The exercise:
Output the entries below exactly as written, omitting pictures.

Input records:
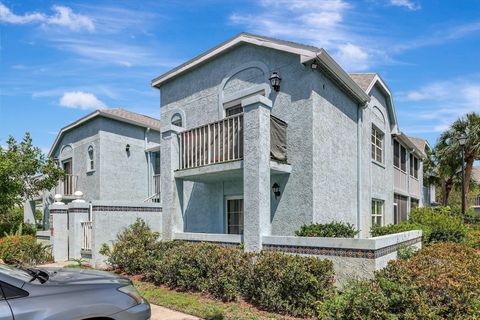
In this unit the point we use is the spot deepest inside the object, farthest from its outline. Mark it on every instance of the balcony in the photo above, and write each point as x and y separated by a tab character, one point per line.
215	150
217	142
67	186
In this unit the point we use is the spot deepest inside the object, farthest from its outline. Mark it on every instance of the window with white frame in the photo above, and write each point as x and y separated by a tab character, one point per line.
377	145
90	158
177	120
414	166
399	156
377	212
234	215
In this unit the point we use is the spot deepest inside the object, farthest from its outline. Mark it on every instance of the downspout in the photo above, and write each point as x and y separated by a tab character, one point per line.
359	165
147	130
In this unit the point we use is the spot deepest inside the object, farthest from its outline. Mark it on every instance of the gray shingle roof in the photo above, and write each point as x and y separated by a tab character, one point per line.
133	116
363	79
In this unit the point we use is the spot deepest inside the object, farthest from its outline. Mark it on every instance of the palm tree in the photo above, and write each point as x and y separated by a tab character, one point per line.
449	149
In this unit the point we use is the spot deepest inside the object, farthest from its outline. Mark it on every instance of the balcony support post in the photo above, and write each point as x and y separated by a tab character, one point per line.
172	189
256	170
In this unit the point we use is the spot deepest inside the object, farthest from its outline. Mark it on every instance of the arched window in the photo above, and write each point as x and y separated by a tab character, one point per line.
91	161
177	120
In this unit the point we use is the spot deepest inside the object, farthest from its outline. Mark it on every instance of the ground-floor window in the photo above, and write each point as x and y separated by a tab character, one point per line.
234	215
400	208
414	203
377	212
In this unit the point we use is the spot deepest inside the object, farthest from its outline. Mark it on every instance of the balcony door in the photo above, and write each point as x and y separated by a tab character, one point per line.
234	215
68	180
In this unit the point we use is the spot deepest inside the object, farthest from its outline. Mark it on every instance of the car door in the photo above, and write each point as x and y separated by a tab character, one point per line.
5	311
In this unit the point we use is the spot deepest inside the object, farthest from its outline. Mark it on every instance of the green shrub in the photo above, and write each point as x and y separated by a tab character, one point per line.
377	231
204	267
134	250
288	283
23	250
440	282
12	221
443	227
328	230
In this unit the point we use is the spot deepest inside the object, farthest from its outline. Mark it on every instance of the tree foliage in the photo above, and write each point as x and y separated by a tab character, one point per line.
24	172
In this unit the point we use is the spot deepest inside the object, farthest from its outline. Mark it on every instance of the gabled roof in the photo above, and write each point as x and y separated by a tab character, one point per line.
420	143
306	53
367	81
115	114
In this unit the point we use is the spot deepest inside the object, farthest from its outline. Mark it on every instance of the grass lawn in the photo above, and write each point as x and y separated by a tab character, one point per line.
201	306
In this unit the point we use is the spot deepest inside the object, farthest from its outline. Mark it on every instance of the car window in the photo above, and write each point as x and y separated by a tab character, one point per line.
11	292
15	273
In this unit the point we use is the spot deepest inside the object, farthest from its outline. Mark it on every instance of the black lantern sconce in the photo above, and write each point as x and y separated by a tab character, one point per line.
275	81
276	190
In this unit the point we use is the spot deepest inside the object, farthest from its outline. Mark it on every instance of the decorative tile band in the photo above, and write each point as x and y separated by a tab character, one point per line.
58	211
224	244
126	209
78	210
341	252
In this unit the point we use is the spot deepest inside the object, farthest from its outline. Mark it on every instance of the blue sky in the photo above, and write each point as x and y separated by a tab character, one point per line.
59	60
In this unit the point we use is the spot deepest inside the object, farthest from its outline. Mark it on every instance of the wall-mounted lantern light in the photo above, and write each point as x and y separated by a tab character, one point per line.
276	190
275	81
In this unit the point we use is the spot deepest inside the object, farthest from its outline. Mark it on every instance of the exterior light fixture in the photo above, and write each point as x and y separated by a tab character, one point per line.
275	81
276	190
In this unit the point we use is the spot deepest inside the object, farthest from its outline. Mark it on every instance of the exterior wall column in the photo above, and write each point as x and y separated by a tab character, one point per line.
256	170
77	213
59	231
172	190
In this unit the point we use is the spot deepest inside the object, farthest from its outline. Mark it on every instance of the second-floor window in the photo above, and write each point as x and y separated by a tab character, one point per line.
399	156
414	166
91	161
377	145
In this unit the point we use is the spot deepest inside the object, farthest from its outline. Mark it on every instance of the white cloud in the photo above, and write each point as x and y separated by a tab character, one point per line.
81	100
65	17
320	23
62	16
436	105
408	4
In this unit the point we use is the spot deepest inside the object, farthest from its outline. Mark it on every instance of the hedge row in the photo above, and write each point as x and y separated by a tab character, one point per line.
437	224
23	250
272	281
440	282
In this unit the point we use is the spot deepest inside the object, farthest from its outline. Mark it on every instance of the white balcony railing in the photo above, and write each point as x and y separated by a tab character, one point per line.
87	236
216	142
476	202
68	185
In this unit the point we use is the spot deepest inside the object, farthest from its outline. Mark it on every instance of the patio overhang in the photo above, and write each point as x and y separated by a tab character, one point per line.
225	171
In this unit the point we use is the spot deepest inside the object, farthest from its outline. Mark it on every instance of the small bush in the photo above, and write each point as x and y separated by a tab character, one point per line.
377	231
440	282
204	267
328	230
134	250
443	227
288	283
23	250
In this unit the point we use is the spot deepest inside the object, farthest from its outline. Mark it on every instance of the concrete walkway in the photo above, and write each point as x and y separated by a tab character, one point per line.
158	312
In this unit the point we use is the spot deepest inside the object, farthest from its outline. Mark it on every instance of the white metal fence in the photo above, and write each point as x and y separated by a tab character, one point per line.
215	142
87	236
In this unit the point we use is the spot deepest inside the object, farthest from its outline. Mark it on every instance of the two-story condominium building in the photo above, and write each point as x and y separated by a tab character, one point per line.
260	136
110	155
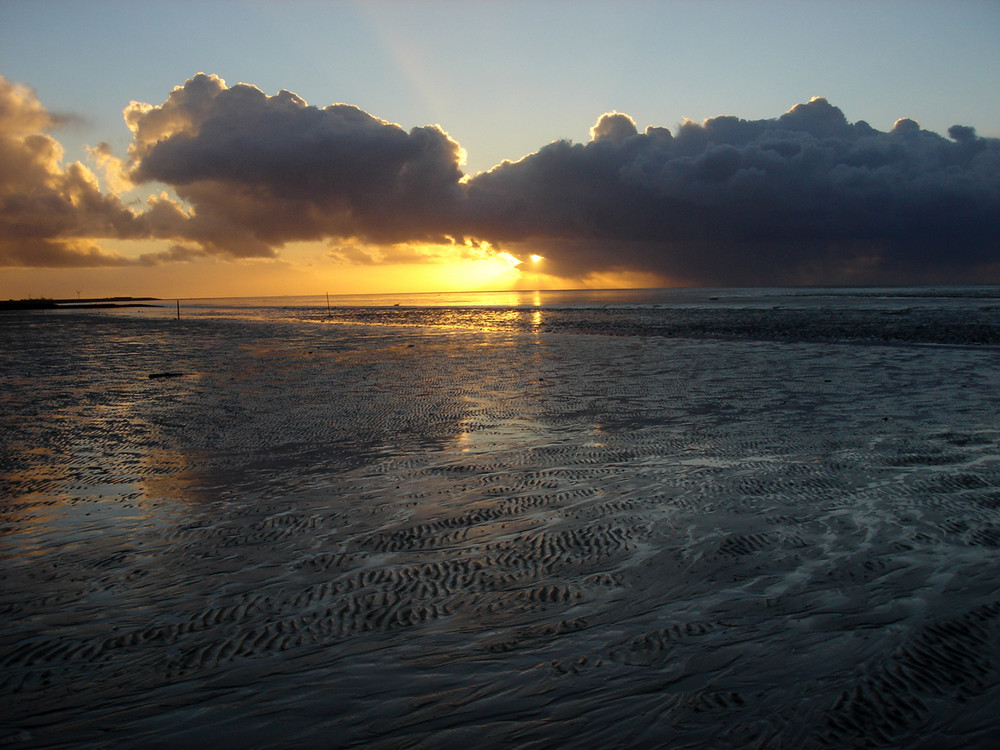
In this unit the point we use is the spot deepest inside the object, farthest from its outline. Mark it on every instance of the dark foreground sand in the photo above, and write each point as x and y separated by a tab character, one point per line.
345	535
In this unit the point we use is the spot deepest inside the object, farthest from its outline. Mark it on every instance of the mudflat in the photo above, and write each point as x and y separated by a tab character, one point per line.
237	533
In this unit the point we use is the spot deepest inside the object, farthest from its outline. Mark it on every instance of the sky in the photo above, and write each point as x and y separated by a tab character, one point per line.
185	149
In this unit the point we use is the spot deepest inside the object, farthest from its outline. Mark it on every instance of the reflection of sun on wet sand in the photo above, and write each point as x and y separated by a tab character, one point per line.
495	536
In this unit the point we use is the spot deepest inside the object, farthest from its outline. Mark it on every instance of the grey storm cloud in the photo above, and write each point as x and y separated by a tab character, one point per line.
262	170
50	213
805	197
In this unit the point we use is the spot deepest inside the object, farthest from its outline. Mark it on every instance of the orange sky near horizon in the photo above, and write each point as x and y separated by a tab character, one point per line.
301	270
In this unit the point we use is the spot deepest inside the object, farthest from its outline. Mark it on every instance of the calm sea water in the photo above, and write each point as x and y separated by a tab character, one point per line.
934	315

Answer to this exercise:
In this unit the point we use is the spot deepest inside the object, farthest from its outline. Mark it on every instance of the balcony in the photo above, and write each point as x and y separated by a tab character, one point per line.
215	150
217	142
67	186
In this unit the point we use is the spot deepest inside the object, farthest from its outline. Mark it on every instance of the window with white frame in the photo above, and write each point as x and y separated by a tab character, one point per line.
377	145
90	158
177	120
414	166
399	156
377	212
234	215
In this unit the point we use is the spot deepest inside the object, farthest from its outline. Mark it on every instance of the downspout in the photo above, and write each point as x and y separated by a tab character, one point per line.
359	165
147	130
In this unit the point we use is the spot deepest inside the object, farthest from its outline. Mark it on every instance of the gray shingle roof in the photo above, and write each point as x and y separated by a tab character, one point per line.
133	116
363	79
In this unit the point we use is the spot deepest inside the object, farthest from its outline. Mark it on every instance of the palm tree in the photo above, and write each point as x and y separated by a tab character, one point per line.
449	149
In this unit the point we use is the spot deepest inside the object, farthest from its outline. Mark it on every instance of the balcony support post in the photo above, and write each point as x and y separated by a tab character, one point per line.
172	189
256	170
In this unit the point we use is the spot deepest inside the object, farthest from its outline. Mark it on every instance of the arched window in the photo above, and write each point as x and y separated by a tab character, one point per line.
91	161
177	120
In this unit the point we use is the spot deepest inside the object, farthest from its outline. Mark it on every instance of the ground-floor window in the photo above, and write each point as x and y separated by a tab character, one point per line.
234	215
400	208
414	203
377	212
In this unit the point we use is the spot deepest inside the object, farthest from its outline. Mark it on every instance of the balcony door in the photo above, and write each point as x and y separated by a tab character, one point per line.
234	215
68	180
In this unit the point we use is the spot deepest inside the object, farthest from its outline. Mark it on every instance of the car door in the photo above, and write each point as x and y separated by a tab character, one point per line.
5	311
In this unit the point we use is the spot deepest inside the object, farthest from its outline. Mark it on every instance of the green shrub in the photo above, and write each point as x and y separated by a tab character, one point per line.
377	231
204	267
134	250
288	283
23	250
440	282
12	221
443	227
328	230
In this unit the point we use is the spot deepest inside the object, farthest from its outline. Mark it on every instance of the tree foliage in the photo above, and write each point as x and y separated by a tab character, one point per line.
24	172
In this unit the point we use is the spot deepest inside the object, farthest from its outline. Mark it on every instance of the gabled roof in the photo above, and write each point as x and y separated by a tab character, one point per line.
420	143
306	53
367	81
115	114
In this unit the point we use is the spot deepest inside the object, farthest from its outline. Mark it on every instance of the grass lawn in the photo above, and write each point as x and y separated by a tab character, one point per line.
201	306
In this unit the point we use is the spot deepest inside the object, farthest from its outline. Mark it on every instance of the car window in the photo above, and write each point as x and y separated by a tab character, one point per line.
11	292
15	273
In this unit the point we use is the spot deepest inside the object, farthest from its outline. Mark it on every instance of the black lantern sconce in the photo above, and write each point as x and y separated by a tab character, one point per line.
275	81
276	190
In this unit the point we use is the spot deepest inside the object, farthest from its outline. Mark it on every instance of the decorative tile band in the photo above, and write each point as x and y separated by a tab character, one point per line.
58	211
224	244
126	209
78	210
341	252
In this unit the point we use is the spot deepest inside the object, farthest from its outline. Mark it on every instance of the blue sky in the photo above, and write each point as x and y separated by a tab character, one point per line.
59	60
In this unit the point we use is the spot deepest inside the object, farthest from its outline. Mark it on every instance of the wall-mounted lantern light in the photo above, and write each point as x and y separated by a tab character, one point per line.
276	190
275	81
In this unit the point we use is the spot deepest inside the object, farthest from its outline. Mark it on every instance of the exterior light fixture in the photo above, and write each point as x and y separated by a tab character, one point per line.
275	81
276	190
In this unit the point we use is the spot deepest inside the object, farthest from its outline. Mark it on every instance of the exterior wall column in the photo above, and write each point as x and y separated by a tab character, one point per line.
256	170
77	213
59	231
172	190
In this unit the point we use is the spot deepest inside the object, farthest from its outline. Mark it on every instance of the second-floor window in the photo above, and write each point as x and y separated by a tab character, one point per line.
399	156
414	166
91	161
377	145
In this unit the point we use is the spot deepest inside the object, farthest from its outline. Mark it on every instance of the white cloud in the photo above, and write each point as x and y separated by a tab character, one point per line.
81	100
65	17
320	23
62	16
436	105
408	4
In this unit the point we use is the spot deepest inside the object, farthest from its outline. Mark it on every instance of the hedge row in the photo above, and write each point as x and y separated by a tab character, one point per line.
437	224
23	250
272	281
440	282
In this unit the point we use is the spot deepest inside the object, farthest from its outline. Mark it on every instance of the white balcony railing in the photo above, and write each point as x and y separated by a tab character, one point per line.
87	236
216	142
476	202
68	185
In this unit the point we use is the spot deepest inside the object, farthest from its outline. Mark it on every instance of the patio overhang in the photo above, and write each point as x and y separated by a tab character, one point per line.
225	171
In this unit the point we use is the spot deepest inside the object, farthest from its outline. Mark it on every instance of the small bush in the photo above, and write each point as x and y separated by a tab character, one point per line.
377	231
440	282
204	267
328	230
134	250
443	227
288	283
23	250
In this unit the point we use is the spot deepest inside the object, farthest from its outline. Mark it on every instance of the concrete walkway in the photo above, and write each point as x and y separated by a tab character, one point per line.
158	312
In this unit the point we use is the spot deepest inside the object, farthest from its outline. Mark it on every instance of the white metal fence in the photo above, and write each point as x and y separated by a tab character, one point per line.
215	142
87	236
In this unit the point we use is the spot deepest inside the object, farthest from its outline. Mark it on every instance of the two-story condominium building in the photo above, and write each point as x and y separated by a tab character, one point per line.
260	136
110	155
In this unit the point we use is the spot deepest inside the object, farthest from its outline. Mark it on every instance of the dark foreground sand in the photo above, and write each point as x and y separated by a tab character, one point per line.
345	535
In this unit the point we use is the spot deepest inside the object, farthest from its outline. Mark it on every instance of the mudflat in the photo above, and write each point as x and y separated by a tab character, one point per line.
237	533
In this unit the point we use is the spot deepest inside the object, farthest from its outline. Mark it on every instance of the sky in the photo above, and write each point as x and y separated by a tab character, one point per line.
185	149
In this unit the point we use is the spot deepest inside the object, farthest from its outline. Mark it on every instance of the reflection of sun on wet sand in the photo above, and write each point as x and y separated by a tab character, one point per line.
495	536
In this unit the point we use is the spot deepest inside the object, farthest from its outline. Mark it on every instance of the grey storm cloud in the photo above, and write each point as x and y separated by a tab character, one point per line.
262	170
50	213
805	197
In this unit the point we use is the spot deepest inside the object, farthest from its outline. Mark it on every instance of the orange sky near horizon in the photo above, and write each point as x and y separated by a tab character, one point per line.
301	270
In this unit the point we use is the spot deepest inside the object, farthest from its outline. Mark it on every instance of the calm sea water in the photo above, and write each point as x and y separated by a tab character, one point per line.
934	315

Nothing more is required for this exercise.